● INPUT
++++++++

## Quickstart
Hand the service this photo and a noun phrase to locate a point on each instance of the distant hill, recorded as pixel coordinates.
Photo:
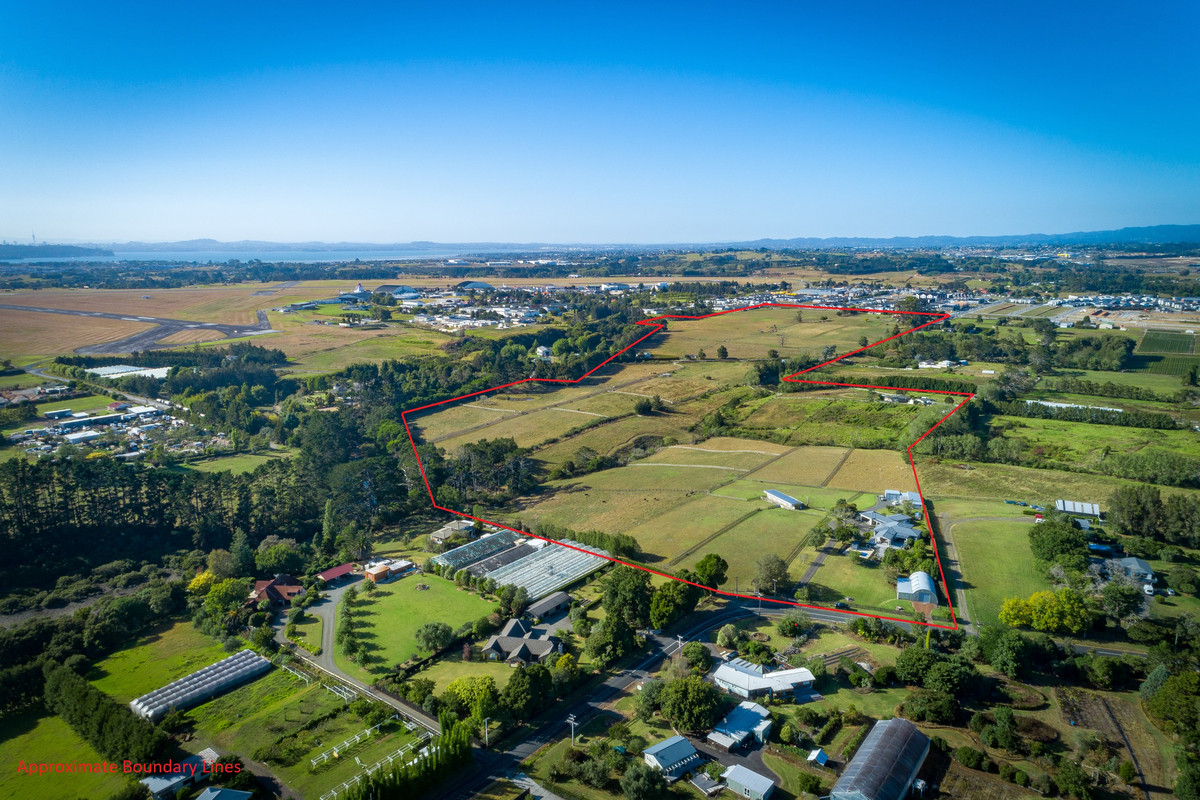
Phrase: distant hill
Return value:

++++++++

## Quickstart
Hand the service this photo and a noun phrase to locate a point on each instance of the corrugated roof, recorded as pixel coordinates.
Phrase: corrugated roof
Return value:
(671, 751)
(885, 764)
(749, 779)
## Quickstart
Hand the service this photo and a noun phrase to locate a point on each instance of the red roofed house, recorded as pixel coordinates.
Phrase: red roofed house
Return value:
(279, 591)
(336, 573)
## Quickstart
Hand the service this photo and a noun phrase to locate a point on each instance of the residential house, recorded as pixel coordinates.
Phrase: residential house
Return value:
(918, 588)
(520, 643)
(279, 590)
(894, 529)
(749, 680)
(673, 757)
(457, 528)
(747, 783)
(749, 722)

++++++++

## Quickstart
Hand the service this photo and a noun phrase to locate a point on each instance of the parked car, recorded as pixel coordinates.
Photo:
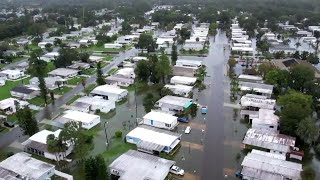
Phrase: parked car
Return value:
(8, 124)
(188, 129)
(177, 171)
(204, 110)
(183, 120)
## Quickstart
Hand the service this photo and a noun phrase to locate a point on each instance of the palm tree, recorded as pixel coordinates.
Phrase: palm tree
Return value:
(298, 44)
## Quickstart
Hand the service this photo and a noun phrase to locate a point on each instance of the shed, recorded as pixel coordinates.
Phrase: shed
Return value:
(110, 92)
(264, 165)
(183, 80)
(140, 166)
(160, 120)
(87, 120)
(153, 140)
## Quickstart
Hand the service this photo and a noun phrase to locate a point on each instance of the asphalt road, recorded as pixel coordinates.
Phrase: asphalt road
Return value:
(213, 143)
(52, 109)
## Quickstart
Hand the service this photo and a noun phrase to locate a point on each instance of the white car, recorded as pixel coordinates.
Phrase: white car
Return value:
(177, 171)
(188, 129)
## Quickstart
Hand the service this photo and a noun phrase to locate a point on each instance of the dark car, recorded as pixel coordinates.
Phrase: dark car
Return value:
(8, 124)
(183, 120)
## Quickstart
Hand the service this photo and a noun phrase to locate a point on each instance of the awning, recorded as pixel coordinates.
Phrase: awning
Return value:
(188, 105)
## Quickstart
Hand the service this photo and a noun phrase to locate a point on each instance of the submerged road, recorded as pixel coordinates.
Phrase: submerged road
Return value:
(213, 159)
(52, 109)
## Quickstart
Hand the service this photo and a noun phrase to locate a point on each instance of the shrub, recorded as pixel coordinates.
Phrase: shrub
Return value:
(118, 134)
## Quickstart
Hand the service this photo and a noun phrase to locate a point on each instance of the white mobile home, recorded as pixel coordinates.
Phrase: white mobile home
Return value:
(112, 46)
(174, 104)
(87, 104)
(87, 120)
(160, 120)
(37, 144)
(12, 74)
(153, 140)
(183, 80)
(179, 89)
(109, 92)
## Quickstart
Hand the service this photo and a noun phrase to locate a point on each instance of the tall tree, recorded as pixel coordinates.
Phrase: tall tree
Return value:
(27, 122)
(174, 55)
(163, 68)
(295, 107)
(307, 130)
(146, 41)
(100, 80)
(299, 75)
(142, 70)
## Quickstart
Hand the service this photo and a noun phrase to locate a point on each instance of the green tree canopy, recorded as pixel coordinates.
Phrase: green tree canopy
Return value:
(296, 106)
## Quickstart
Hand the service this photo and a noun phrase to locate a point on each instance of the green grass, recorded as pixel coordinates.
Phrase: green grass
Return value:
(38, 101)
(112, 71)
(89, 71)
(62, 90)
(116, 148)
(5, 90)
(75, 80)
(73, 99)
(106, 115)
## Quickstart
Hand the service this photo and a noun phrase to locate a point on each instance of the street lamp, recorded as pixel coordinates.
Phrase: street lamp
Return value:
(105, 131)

++++++++

● WHAT YOU WILL DO
Pull out every line above that contains the string "asphalt".

● ANSWER TO THIS TASK
Hand the service this photo and a noun phrase to locate a point on each instance of the asphalt road, recorded as pixel coordinates.
Phrase: asphalt road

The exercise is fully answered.